GIVEN RECORDS:
+ + + +
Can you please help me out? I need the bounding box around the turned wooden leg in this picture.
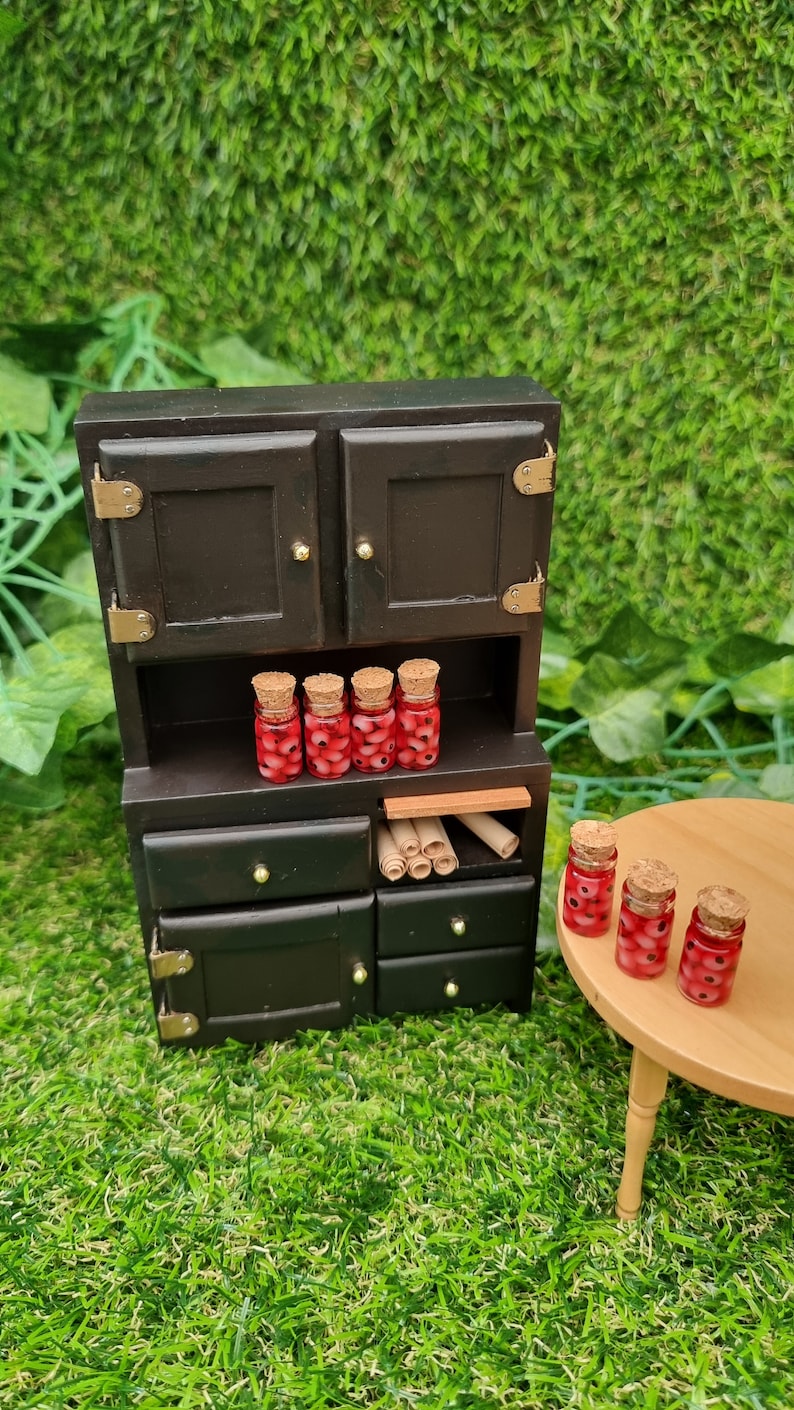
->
+ + + +
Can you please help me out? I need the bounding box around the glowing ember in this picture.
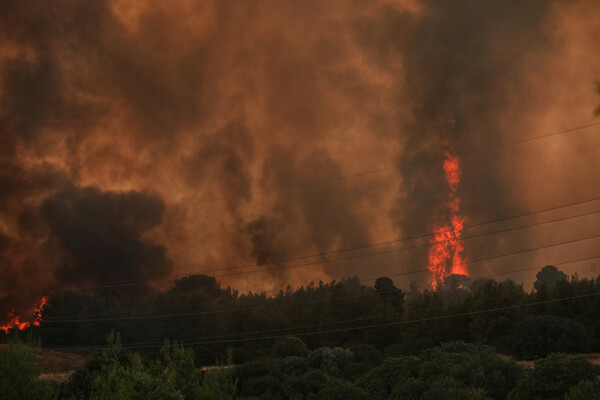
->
+ + + +
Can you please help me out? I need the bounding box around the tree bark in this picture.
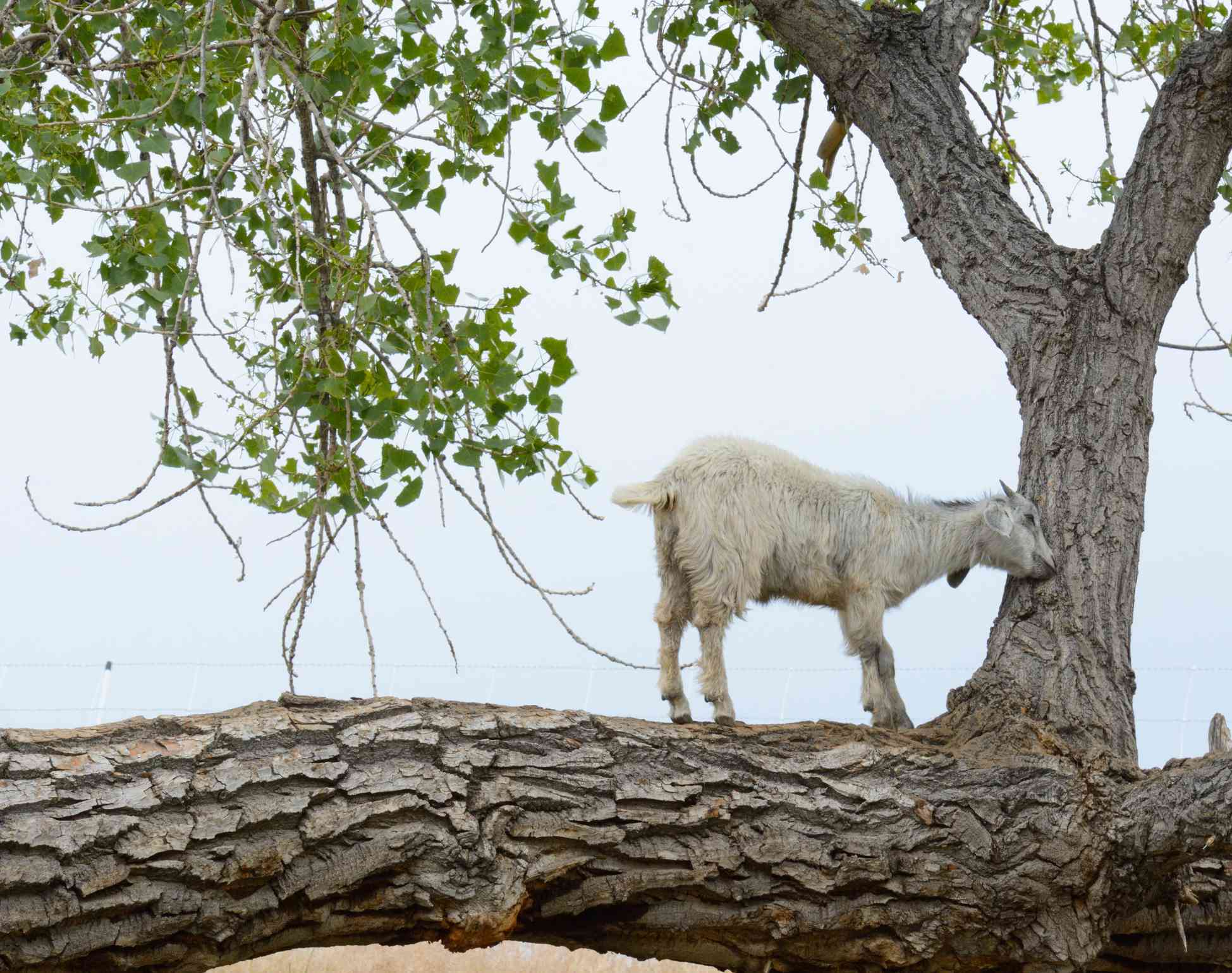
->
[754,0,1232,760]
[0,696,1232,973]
+ + + +
AIM: Reproduce the listing starting at the line that contains "bark in this picture." and ending at the line that contains "[0,696,1232,973]", keeping the request wording unchanged and multiplying each bounding-box coordinate in the answers by 2.15, rounded to whole numbers with halves going up. Leave the picture out.

SOLUTION TO THIS PROBLEM:
Can you please help me out? I need the bounding box around the tree bark in this picture.
->
[1621,0,2649,1634]
[0,1496,2649,2092]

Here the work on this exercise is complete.